## [Annotated coordinate records]
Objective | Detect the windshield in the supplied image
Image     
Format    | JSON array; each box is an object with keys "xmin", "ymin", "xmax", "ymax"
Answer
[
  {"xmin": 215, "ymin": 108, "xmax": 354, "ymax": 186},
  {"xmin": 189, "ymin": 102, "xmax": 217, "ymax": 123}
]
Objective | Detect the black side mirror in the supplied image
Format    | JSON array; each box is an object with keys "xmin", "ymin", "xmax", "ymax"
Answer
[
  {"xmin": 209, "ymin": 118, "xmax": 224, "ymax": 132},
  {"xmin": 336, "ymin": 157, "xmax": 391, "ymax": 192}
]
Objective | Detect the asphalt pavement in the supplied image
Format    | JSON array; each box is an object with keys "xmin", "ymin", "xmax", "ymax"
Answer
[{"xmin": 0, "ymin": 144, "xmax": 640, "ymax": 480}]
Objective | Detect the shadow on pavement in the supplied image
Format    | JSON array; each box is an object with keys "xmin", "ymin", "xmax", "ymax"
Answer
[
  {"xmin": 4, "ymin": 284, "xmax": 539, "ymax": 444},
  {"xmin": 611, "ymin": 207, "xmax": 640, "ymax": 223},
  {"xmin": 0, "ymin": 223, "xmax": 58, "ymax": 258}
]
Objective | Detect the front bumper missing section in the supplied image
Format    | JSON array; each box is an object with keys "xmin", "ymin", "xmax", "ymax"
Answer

## [What the task asks]
Please extract the material above verbatim, beginning at the line that contains "Objective | Detect the black" and stopping after the last line of the material.

## [Task response]
Objective | Detect the black side mirror in the supplied image
Format    | JSON array; each box is an object with keys "xmin", "ymin", "xmax", "ymax"
Answer
[
  {"xmin": 209, "ymin": 118, "xmax": 224, "ymax": 132},
  {"xmin": 336, "ymin": 157, "xmax": 391, "ymax": 192}
]
Objective | Detect the asphalt pavement in the supplied image
Format    | JSON array; each box is an object with keys "xmin", "ymin", "xmax", "ymax"
Answer
[{"xmin": 0, "ymin": 144, "xmax": 640, "ymax": 480}]
Objective | Detect the shadow on pavement in the supplied image
Format    | JSON array; each box is an object with keys "xmin", "ymin", "xmax", "ymax"
Answer
[
  {"xmin": 4, "ymin": 284, "xmax": 539, "ymax": 444},
  {"xmin": 611, "ymin": 207, "xmax": 640, "ymax": 223},
  {"xmin": 0, "ymin": 223, "xmax": 58, "ymax": 258}
]
Objective | Detect the front bumper missing section in the supplied image
Format    | JSON array; each box is an object with keys "xmin", "ymin", "xmax", "ymax"
Answer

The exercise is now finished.